Goal of the exercise:
Please rewrite the records below as one continuous numbered list with one line per item, and skip the blank lines.

** START **

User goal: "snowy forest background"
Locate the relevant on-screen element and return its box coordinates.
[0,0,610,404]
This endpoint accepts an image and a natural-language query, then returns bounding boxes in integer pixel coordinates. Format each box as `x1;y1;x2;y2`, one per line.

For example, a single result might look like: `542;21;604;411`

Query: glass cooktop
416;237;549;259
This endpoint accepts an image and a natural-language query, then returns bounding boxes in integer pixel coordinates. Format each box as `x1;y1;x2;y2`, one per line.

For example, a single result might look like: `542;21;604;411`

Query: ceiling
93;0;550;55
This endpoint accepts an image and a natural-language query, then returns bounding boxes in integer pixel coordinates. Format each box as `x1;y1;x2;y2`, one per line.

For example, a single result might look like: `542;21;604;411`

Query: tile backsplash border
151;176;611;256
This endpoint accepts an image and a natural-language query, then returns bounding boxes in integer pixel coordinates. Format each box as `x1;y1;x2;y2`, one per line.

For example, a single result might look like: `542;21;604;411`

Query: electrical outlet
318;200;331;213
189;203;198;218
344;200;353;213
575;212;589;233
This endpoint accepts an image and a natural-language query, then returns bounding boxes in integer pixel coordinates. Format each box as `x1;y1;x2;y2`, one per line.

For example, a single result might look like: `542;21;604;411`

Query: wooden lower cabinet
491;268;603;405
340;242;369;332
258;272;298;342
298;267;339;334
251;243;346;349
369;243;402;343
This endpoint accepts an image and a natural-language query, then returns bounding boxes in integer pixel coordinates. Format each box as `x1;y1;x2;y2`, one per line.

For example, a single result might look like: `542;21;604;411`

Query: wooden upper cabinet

** END **

The completed task:
1. User goal: "snowy forest background"
2. Locate the relevant on-screen element and return its box coordinates.
3. [0,0,610,404]
4. This endpoint accepts an image and a natural-language query, then returns bounding boxes in integer pixel coordinates. Format each box as `x1;y1;x2;y2`, one per line.
5. For example, a single result might look like: `542;21;604;411`
6. Query: glass cooktop
7. 416;237;549;259
8. This endpoint accepts an image and a natural-language query, then returns bounding boxes in integer pixel coordinates. Format each box as `x1;y1;x2;y2`, one per line.
9. For example, a single result might look like: `542;21;604;411`
10. Query: ceiling
11. 93;0;550;55
12. This endpoint accepts an image and a natural-language query, then returns bounding boxes in integer pixel coordinates. Format each box as `x1;y1;x2;y2`, one per line.
13. For example, a single result might look like: `542;21;604;411`
14. Query: tile backsplash border
15. 151;176;611;256
16. This endpoint accepts an image and a natural-language query, then returns bounding boxes in integer pixel coordinates. Format each box as `x1;y1;x2;y2`, one per line.
17. For example, a single result might look like: `542;21;604;411`
18. Query: electrical outlet
19. 318;200;331;213
20. 189;203;198;218
21. 344;200;353;213
22. 575;212;589;233
23. This endpoint accepts an image and a natural-language query, then returns bounding boxes in integer pixel coordinates. Format each box as `x1;y1;x2;y2`, one per line.
24. For example, a single result might look like: `542;21;604;411`
25. Query: wooden lower cabinet
26. 491;268;603;405
27. 340;242;369;332
28. 258;272;298;342
29. 298;267;339;334
30. 251;243;346;349
31. 369;243;402;343
32. This endpoint accepts an image and a natural-language query, then returns bounding boxes in integer pixel coordinates. Format each box as `x1;y1;x2;y2`, one per line.
33. For example, a single result might look like: `542;21;604;411`
34. Query: wooden upper cabinet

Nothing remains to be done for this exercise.